Required action =
Having found the line that contains "pin: floral print", please retype only it and every line after it up to the end of the entries, exactly as written.

(Records excerpted from a collection)

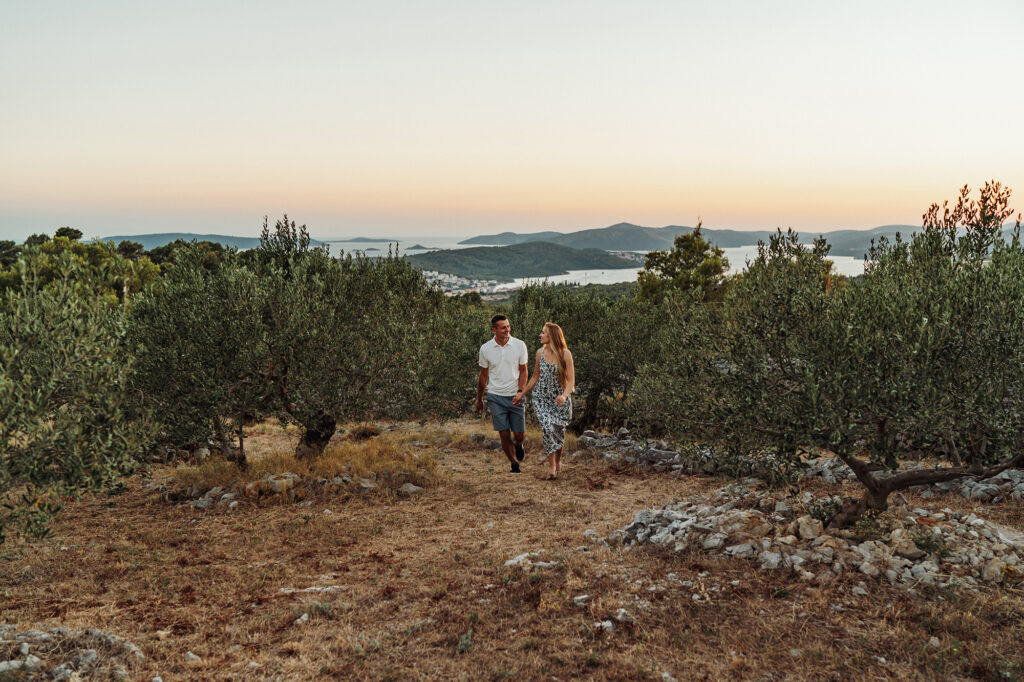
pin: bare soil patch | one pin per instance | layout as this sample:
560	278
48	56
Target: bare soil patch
417	588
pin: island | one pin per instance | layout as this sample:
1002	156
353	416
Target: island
532	259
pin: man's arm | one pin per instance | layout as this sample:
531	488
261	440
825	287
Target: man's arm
523	374
481	386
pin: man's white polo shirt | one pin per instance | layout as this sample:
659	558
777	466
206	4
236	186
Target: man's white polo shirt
503	364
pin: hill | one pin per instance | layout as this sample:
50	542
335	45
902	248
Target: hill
532	259
508	239
153	241
627	237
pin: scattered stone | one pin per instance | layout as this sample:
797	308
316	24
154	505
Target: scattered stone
950	549
808	527
30	664
521	560
410	489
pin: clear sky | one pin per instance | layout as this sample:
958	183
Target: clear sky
460	118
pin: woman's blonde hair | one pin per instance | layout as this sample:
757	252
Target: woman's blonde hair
556	339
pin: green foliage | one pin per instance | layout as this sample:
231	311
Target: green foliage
98	266
356	338
609	340
202	353
165	256
693	264
8	253
130	250
291	331
69	232
68	420
923	353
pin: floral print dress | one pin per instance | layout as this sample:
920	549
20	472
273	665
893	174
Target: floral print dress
553	418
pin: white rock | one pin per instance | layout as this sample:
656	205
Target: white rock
992	571
809	527
30	664
770	560
624	616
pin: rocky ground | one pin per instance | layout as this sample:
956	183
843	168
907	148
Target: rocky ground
616	570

Answer for the task =
pin: floral print dress | one pin per instance | layout as this sample:
920	549
20	472
273	665
893	174
Target: floral print dress
553	418
pin: white rock | one pin per instance | layout as this sample:
656	205
Target: white rock
992	571
809	527
30	664
770	560
624	616
pin: rocky ground | one pin per instance | layout as this sample:
956	183
843	168
907	148
Target: rocky ground
616	570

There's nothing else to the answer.